— Start —

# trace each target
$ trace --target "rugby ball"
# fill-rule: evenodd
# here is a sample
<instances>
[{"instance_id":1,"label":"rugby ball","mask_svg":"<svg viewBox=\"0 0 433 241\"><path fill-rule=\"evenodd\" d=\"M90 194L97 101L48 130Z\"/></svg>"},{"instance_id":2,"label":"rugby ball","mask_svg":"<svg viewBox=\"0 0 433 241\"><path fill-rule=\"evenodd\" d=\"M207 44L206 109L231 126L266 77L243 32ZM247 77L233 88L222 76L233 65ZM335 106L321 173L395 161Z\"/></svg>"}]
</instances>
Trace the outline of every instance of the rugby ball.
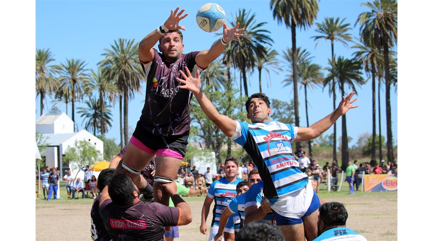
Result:
<instances>
[{"instance_id":1,"label":"rugby ball","mask_svg":"<svg viewBox=\"0 0 433 241\"><path fill-rule=\"evenodd\" d=\"M226 13L216 3L206 3L198 10L195 19L200 29L208 32L214 32L224 25Z\"/></svg>"}]
</instances>

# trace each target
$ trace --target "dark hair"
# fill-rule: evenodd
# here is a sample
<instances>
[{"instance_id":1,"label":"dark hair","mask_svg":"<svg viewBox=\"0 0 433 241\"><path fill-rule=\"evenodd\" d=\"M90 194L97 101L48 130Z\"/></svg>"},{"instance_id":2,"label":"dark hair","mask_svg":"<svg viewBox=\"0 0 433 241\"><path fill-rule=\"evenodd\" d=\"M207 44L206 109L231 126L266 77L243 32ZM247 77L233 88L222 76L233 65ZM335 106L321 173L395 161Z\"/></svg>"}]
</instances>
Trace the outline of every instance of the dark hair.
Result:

— End —

§ **INSTRUCTIONS FOR THE TASK**: Your copy should match the entries exactly, minus the pictures.

§ **OUTPUT**:
# trace each target
$ trace --target "rugby ball"
# fill-rule: evenodd
# here is a sample
<instances>
[{"instance_id":1,"label":"rugby ball","mask_svg":"<svg viewBox=\"0 0 433 241\"><path fill-rule=\"evenodd\" d=\"M90 194L97 101L48 130Z\"/></svg>"},{"instance_id":2,"label":"rugby ball","mask_svg":"<svg viewBox=\"0 0 433 241\"><path fill-rule=\"evenodd\" d=\"M207 44L206 109L231 126L266 77L243 32ZM247 77L233 88L222 76L233 65ZM335 106L321 173L395 161Z\"/></svg>"}]
</instances>
Trace the outline of every instance of the rugby ball.
Result:
<instances>
[{"instance_id":1,"label":"rugby ball","mask_svg":"<svg viewBox=\"0 0 433 241\"><path fill-rule=\"evenodd\" d=\"M226 13L216 3L206 3L198 10L195 19L200 29L208 32L214 32L224 25Z\"/></svg>"}]
</instances>

# trace each target
$ trace --target "dark hair"
# fill-rule: evenodd
# here is a sample
<instances>
[{"instance_id":1,"label":"dark hair","mask_svg":"<svg viewBox=\"0 0 433 241\"><path fill-rule=\"evenodd\" d=\"M90 194L97 101L48 130Z\"/></svg>"},{"instance_id":2,"label":"dark hair","mask_svg":"<svg viewBox=\"0 0 433 241\"><path fill-rule=\"evenodd\" d=\"M207 44L206 109L231 126L266 77L243 32ZM247 77L233 88L222 76L233 65ZM335 106L321 173L395 161Z\"/></svg>"}]
</instances>
Trace the outline of every instance of the dark hair.
Result:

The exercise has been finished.